**What is needed**
Write out again only the lines that run from the start of the entries to the line containing "140L263 211L318 230L323", both included.

Stored records:
== Segment start ==

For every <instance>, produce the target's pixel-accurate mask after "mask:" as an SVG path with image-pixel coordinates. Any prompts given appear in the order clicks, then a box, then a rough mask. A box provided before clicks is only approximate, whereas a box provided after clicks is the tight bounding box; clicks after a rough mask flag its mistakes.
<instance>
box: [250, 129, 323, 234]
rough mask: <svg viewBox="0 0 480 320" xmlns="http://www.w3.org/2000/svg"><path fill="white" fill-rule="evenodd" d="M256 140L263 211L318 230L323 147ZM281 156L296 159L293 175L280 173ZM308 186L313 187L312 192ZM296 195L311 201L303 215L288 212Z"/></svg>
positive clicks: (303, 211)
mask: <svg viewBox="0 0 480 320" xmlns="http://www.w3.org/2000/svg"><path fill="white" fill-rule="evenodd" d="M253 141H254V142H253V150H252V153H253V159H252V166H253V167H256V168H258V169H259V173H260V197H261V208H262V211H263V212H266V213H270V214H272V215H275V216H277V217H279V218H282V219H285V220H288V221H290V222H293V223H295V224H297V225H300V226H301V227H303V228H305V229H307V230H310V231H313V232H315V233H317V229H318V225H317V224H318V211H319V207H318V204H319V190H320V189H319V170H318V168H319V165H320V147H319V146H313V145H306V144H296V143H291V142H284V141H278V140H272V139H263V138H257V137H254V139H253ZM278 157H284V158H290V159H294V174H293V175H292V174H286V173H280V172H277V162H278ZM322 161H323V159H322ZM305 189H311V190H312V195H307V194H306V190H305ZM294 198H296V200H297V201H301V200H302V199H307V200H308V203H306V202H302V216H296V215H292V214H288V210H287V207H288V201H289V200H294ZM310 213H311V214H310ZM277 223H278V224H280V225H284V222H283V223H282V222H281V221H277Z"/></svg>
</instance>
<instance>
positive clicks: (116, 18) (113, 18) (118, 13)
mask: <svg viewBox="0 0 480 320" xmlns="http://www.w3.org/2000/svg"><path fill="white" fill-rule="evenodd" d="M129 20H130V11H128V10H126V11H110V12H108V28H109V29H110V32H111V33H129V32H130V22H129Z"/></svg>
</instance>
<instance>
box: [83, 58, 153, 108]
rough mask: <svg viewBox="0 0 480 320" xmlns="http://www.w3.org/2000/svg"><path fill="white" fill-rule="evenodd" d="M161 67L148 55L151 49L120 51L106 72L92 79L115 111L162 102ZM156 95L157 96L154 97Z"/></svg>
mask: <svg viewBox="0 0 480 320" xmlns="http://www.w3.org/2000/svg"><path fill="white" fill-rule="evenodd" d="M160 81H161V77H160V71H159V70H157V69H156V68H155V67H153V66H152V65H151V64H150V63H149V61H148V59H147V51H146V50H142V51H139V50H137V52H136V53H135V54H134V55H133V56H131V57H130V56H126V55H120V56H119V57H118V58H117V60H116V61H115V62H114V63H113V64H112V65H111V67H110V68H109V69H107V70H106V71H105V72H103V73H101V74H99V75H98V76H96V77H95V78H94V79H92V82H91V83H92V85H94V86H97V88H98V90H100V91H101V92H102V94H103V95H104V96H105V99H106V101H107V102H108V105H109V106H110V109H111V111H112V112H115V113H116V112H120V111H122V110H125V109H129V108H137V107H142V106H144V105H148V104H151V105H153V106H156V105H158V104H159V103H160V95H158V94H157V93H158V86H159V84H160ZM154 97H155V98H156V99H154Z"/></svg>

== Segment end ==

**Solution to this problem**
For every <instance>, produce the target's pixel-accurate mask after "mask:" as an SVG path with image-pixel coordinates. Any prompts given appear in the order clicks, then a box, then a rough mask. A box provided before clicks is only approximate, whereas a box provided after clicks is the tight bounding box; clicks after a rough mask flag its mistakes.
<instance>
box: [250, 129, 323, 234]
rough mask: <svg viewBox="0 0 480 320" xmlns="http://www.w3.org/2000/svg"><path fill="white" fill-rule="evenodd" d="M256 140L263 211L318 230L323 147ZM281 156L296 159L293 175L280 173ZM308 186L313 187L312 192ZM296 195L311 201L303 215L288 212Z"/></svg>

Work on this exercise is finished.